<<<<

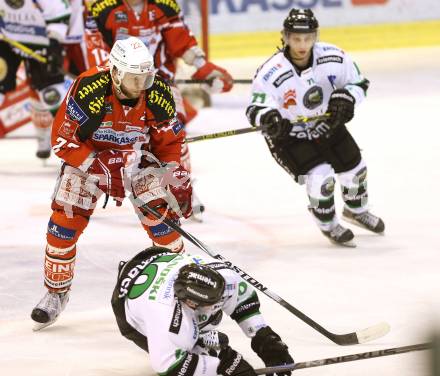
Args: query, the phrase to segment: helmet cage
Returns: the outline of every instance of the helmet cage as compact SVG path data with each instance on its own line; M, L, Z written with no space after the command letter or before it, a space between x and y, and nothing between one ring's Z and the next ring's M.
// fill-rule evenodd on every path
M283 32L287 33L314 33L319 23L310 9L291 9L283 22Z

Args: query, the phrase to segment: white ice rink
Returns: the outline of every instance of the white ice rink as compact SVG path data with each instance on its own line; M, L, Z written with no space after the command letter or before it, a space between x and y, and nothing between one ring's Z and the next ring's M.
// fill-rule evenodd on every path
M331 245L314 225L304 188L276 164L261 135L191 145L204 222L184 228L330 331L381 321L391 332L340 347L261 295L268 323L306 361L427 341L440 324L440 48L353 54L371 81L349 129L369 168L377 236L349 226L358 247ZM223 63L251 78L265 58ZM247 127L249 86L214 98L190 135ZM23 131L22 131L23 132ZM30 129L28 133L31 133ZM97 209L79 241L71 300L59 321L32 332L30 312L45 293L43 259L59 161L34 157L35 140L0 140L0 375L153 375L148 356L123 338L110 308L118 261L150 245L128 200ZM337 196L339 211L342 200ZM187 244L187 250L197 250ZM255 366L263 364L238 326L222 329ZM427 352L295 371L295 375L428 376Z

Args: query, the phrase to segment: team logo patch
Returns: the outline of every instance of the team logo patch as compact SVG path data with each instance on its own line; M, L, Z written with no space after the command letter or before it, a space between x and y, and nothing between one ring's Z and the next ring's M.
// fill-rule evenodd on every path
M284 93L283 107L287 110L290 106L296 106L296 91L287 90Z
M273 82L273 86L275 87L280 87L281 84L288 80L289 78L293 77L293 70L289 70L287 72L284 72L281 76L279 76L274 82Z
M332 177L328 177L321 186L321 194L324 197L333 196L333 192L335 191L335 179Z
M172 120L172 123L175 123L172 125L171 129L173 130L173 133L177 136L179 132L183 129L183 123L177 120L176 118Z
M313 86L304 94L303 103L306 108L313 110L322 104L323 99L322 88L320 86Z
M276 64L274 67L270 68L270 69L267 71L267 73L263 76L263 80L264 80L264 81L267 81L269 78L272 77L272 75L273 75L278 69L280 69L280 68L282 68L282 67L283 67L283 66L282 66L280 63L278 63L278 64Z
M128 22L128 15L125 12L116 12L115 13L115 21L116 22Z
M58 130L58 134L66 139L71 139L75 135L77 129L78 129L77 124L64 120L63 124Z
M109 102L105 102L104 111L106 114L112 114L113 113L113 105Z
M89 117L81 109L78 103L75 102L73 97L70 97L69 101L67 102L67 115L69 115L70 119L77 121L79 125L83 125L87 120L89 120Z
M156 226L152 226L152 227L150 227L150 230L151 230L151 233L153 234L153 236L156 236L156 237L165 236L165 235L171 234L171 232L173 232L171 227L168 227L165 223L159 223Z
M326 63L339 63L342 64L344 62L344 58L337 55L329 55L323 56L316 60L316 64L326 64Z
M72 240L76 234L76 230L57 225L52 220L47 225L47 232L62 240Z

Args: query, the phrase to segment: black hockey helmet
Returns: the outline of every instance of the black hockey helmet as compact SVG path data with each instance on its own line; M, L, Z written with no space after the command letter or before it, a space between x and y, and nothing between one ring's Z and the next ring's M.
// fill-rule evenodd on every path
M225 279L207 265L185 265L174 282L174 294L178 299L189 299L201 306L217 303L224 291Z
M311 9L291 9L283 22L285 33L313 33L319 23Z

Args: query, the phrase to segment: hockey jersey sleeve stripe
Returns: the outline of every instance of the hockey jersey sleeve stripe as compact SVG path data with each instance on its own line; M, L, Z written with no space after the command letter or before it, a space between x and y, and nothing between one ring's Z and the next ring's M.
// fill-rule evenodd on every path
M260 301L254 291L249 299L237 306L231 315L231 318L237 323L248 319L249 317L260 313Z

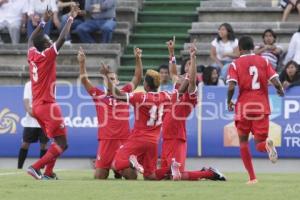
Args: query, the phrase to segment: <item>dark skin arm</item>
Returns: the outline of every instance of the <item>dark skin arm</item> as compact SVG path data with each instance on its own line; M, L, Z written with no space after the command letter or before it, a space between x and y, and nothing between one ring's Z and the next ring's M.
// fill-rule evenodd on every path
M173 36L173 40L167 42L169 57L172 58L175 56L175 36ZM169 71L172 79L172 83L176 83L179 79L177 75L177 67L175 63L169 63Z
M282 84L281 84L280 81L279 81L278 76L272 78L272 79L271 79L271 83L272 83L273 86L276 88L277 94L278 94L279 96L283 97L283 96L284 96L284 90L283 90Z
M190 49L191 66L189 68L189 87L188 92L193 93L196 90L197 69L196 69L196 47L193 45Z
M234 95L236 82L229 81L228 83L228 91L227 91L227 107L228 111L232 112L234 110L234 103L232 102L232 97Z
M86 91L90 91L94 86L93 84L90 82L87 71L86 71L86 67L85 67L85 54L83 49L80 47L79 51L78 51L78 55L77 55L77 60L79 62L79 73L80 73L80 80L82 85L84 86L84 88L86 89Z
M29 99L24 99L23 102L24 102L24 107L25 107L26 112L28 112L28 114L30 116L33 116L32 108L30 107L30 104L29 104Z
M142 64L142 50L139 48L134 49L135 55L135 70L134 76L131 80L131 84L133 85L133 90L137 88L140 84L142 77L143 77L143 64Z

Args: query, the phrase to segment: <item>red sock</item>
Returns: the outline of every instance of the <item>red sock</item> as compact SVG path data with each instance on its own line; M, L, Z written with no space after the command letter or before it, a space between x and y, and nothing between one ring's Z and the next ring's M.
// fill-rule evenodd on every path
M116 171L121 171L121 170L124 170L124 169L127 169L130 167L130 163L129 163L129 160L116 160L114 163L113 163L113 168L116 170Z
M46 165L46 169L45 169L45 173L44 173L45 175L52 176L52 174L53 174L53 168L55 166L56 160L57 159L53 159L51 162L49 162Z
M161 168L155 171L156 180L164 179L170 173L170 168Z
M48 163L52 162L54 159L58 158L62 154L63 150L56 143L52 143L47 151L47 153L40 158L32 167L36 170L41 169Z
M256 179L253 165L252 165L252 157L251 157L248 142L242 142L240 144L240 152L241 152L241 158L243 160L244 166L245 166L246 170L248 171L250 180Z
M211 171L187 171L181 173L181 180L195 181L202 178L213 178L214 174Z
M256 150L259 152L267 152L266 141L256 144Z

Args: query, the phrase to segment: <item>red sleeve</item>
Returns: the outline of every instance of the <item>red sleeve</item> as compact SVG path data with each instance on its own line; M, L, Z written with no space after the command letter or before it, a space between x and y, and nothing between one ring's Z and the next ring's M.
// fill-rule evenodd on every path
M51 47L45 49L42 52L43 55L45 55L49 59L56 59L56 56L58 55L58 51L56 49L56 43L53 43Z
M88 91L89 95L93 98L93 100L97 100L101 98L105 93L102 90L99 90L98 88L94 87Z
M133 91L133 85L131 83L127 83L122 87L121 91L131 93Z
M143 92L127 93L127 95L129 103L133 106L142 104L146 100L146 94L144 94Z
M278 76L278 74L273 69L272 64L268 60L266 60L266 62L267 62L267 78L268 80L271 80L274 77Z
M237 67L236 67L235 63L231 63L228 68L228 75L227 75L226 83L228 83L230 81L234 81L236 83L238 82Z
M36 50L35 47L31 47L31 48L28 49L28 52L27 52L27 61L28 61L28 63L30 63L30 61L34 57L35 50Z

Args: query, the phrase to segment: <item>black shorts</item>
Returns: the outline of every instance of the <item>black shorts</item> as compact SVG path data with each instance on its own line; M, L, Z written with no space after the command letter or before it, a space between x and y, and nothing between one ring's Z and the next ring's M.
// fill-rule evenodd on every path
M41 128L24 127L23 142L47 144L49 139Z

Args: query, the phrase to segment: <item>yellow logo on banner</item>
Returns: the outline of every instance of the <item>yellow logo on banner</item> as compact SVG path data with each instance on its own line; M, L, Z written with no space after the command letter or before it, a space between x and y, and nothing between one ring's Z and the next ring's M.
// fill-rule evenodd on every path
M15 134L19 121L20 117L17 114L12 113L8 108L4 108L0 112L0 134Z
M273 140L274 145L277 147L281 146L281 140L282 140L282 135L281 135L281 126L271 122L270 121L270 128L269 128L269 138ZM249 140L253 136L249 138ZM234 122L227 124L224 127L224 146L225 147L239 147L239 136L237 133L237 129L235 127Z

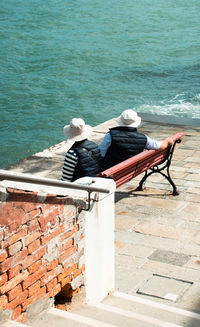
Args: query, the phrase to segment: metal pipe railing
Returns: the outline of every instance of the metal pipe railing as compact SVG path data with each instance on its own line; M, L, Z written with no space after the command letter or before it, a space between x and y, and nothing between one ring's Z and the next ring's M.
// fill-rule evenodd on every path
M3 180L10 180L14 182L22 182L22 183L30 183L30 184L37 184L37 185L45 185L45 186L56 186L56 187L64 187L64 188L71 188L75 190L82 190L87 191L89 193L98 192L98 193L110 193L110 190L94 187L90 185L83 185L83 184L75 184L70 182L64 182L61 180L54 180L50 178L44 177L33 177L30 175L25 174L14 174L13 172L8 172L6 170L0 169L0 181ZM92 184L92 183L91 183Z

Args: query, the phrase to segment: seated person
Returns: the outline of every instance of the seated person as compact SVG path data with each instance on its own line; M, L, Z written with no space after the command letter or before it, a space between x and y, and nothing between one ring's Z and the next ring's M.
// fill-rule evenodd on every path
M98 145L87 139L92 127L85 125L81 118L73 118L63 132L70 149L65 156L61 180L73 182L84 176L96 176L100 172L101 153Z
M141 118L132 109L122 112L118 118L119 126L111 128L99 145L101 151L101 170L106 170L144 149L164 149L173 144L172 138L163 141L151 139L137 131Z

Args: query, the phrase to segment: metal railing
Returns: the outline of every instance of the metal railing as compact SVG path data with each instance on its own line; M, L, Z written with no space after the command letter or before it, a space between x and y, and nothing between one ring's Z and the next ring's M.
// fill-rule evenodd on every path
M3 180L87 191L88 192L88 208L86 210L90 209L90 202L91 202L90 195L92 192L107 193L107 194L110 193L110 190L108 190L108 189L92 186L92 184L95 181L91 181L91 183L88 183L88 184L79 184L78 182L70 183L70 182L54 180L54 179L44 178L44 177L33 177L28 174L13 173L13 172L9 172L9 171L0 169L0 181L3 181Z

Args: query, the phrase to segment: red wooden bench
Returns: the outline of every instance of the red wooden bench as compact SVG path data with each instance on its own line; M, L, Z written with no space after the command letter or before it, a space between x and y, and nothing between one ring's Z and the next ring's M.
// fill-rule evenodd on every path
M153 173L164 176L173 187L173 195L178 195L176 185L171 179L169 168L176 143L181 142L184 133L177 133L172 136L174 144L164 150L144 150L143 152L131 157L119 164L101 172L98 177L112 178L116 187L130 181L132 178L145 172L144 177L139 182L137 191L143 189L143 183ZM166 172L164 170L166 169Z

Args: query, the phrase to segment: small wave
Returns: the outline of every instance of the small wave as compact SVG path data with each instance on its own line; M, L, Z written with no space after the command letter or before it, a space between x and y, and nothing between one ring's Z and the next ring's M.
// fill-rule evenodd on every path
M183 96L183 94L181 95ZM178 101L177 101L178 100ZM156 115L171 115L176 117L200 119L200 94L197 94L191 102L180 99L177 95L167 102L155 104L143 104L137 109L139 112L152 113Z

>>>>

**Task:**
From the data above, copy each line with the string "small" in it.

**Problem solution:**
Args: query, the phrase to segment: small wave
Returns: the outline of every instance of the small wave as compact SVG path data with each instance on its own line; M, L, Z written with no space after the command letter or before it, a space between x and y, and nothing between one ring's Z and the next ring's M.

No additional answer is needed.